# MATERIAL PROVIDED:
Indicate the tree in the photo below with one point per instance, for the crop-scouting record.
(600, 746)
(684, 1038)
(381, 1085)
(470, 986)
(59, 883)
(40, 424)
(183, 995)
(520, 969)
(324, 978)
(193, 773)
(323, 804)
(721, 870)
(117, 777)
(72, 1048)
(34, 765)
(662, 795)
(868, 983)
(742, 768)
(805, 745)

# EXERCISE DETAILS:
Here the job is to restate all of the data word for word.

# WORKED SOLUTION:
Indicate the tree in the photo below with one point per instance, for the crop-scouting record.
(600, 746)
(684, 1038)
(381, 1085)
(470, 986)
(59, 883)
(40, 424)
(183, 995)
(520, 969)
(324, 978)
(193, 773)
(323, 804)
(721, 870)
(117, 777)
(72, 1048)
(34, 765)
(662, 795)
(868, 983)
(742, 768)
(805, 745)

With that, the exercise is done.